Task objective:
Copy out, word for word, every line from the one containing "[seg] white bed sheet" through the one containing "367 247 L 336", with both of those lines included.

(Shape annotation items)
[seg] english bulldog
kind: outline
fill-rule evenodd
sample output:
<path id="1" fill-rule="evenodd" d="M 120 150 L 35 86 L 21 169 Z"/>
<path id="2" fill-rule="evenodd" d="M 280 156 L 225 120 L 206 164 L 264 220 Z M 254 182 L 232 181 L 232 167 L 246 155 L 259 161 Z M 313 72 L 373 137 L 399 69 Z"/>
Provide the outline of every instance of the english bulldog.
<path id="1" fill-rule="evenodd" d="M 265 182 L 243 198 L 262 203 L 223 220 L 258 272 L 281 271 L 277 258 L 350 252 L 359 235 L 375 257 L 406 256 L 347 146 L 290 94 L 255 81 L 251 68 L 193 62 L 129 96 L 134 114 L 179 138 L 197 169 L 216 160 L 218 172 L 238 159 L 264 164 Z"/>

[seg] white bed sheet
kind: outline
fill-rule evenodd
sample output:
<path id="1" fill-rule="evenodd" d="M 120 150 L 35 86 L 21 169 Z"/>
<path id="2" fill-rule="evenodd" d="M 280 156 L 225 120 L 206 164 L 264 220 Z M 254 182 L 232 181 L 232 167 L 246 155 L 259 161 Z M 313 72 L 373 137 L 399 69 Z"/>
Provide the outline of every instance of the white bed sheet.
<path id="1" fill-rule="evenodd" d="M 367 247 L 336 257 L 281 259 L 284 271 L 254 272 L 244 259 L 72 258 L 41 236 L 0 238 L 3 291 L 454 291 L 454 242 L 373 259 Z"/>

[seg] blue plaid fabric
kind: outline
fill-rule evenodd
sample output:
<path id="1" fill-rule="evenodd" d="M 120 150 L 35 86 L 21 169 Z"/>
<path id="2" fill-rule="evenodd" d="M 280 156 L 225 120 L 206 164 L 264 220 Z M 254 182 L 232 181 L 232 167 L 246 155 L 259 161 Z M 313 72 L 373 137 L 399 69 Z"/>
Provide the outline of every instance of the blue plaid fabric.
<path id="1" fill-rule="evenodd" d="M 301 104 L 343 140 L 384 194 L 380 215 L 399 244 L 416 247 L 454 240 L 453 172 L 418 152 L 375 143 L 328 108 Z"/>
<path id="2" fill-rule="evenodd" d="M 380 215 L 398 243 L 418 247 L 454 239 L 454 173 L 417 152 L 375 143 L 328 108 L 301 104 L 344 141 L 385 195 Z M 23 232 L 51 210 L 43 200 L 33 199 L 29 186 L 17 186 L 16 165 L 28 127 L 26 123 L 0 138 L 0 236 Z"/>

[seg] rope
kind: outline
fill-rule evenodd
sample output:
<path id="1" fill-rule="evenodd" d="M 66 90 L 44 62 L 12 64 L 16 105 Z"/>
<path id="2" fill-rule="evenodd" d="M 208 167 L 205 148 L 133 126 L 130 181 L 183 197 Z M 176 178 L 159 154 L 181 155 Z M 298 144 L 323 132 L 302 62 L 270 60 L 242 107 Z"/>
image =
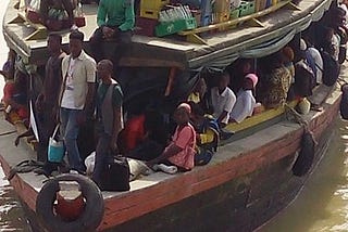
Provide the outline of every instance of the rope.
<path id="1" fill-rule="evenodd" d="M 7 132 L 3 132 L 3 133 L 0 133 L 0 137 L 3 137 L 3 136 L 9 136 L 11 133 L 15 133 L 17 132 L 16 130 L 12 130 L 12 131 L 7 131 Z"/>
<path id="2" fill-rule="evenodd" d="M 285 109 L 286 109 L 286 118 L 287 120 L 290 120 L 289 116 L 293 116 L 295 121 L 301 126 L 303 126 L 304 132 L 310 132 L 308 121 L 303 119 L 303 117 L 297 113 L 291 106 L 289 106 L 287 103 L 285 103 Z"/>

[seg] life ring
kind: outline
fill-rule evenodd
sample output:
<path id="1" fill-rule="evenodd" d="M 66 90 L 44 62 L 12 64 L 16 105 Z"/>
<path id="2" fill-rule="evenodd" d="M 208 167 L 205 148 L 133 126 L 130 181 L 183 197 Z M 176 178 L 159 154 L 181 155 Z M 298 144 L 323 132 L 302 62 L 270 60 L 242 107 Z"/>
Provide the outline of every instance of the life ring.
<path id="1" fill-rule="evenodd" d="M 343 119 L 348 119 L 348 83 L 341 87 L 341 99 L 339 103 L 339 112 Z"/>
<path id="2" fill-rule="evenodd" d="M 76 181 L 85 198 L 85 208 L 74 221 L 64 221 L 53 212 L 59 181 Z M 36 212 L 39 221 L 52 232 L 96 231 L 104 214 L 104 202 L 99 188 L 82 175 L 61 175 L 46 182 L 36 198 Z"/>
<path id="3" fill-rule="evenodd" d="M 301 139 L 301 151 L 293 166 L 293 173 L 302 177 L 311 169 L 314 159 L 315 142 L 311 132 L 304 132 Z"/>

Written response:
[seg] white bed sheet
kind: outline
fill-rule evenodd
sample output:
<path id="1" fill-rule="evenodd" d="M 120 150 L 35 86 L 21 169 Z"/>
<path id="2" fill-rule="evenodd" d="M 280 156 L 225 120 L 206 164 L 264 220 Z M 254 182 L 232 181 L 232 167 L 246 155 L 259 161 Z M 313 72 L 373 137 L 399 69 Z"/>
Provide the outline of every instance of the white bed sheet.
<path id="1" fill-rule="evenodd" d="M 367 247 L 336 257 L 281 259 L 284 271 L 254 272 L 244 259 L 72 258 L 41 236 L 0 238 L 3 291 L 454 291 L 454 242 L 373 259 Z"/>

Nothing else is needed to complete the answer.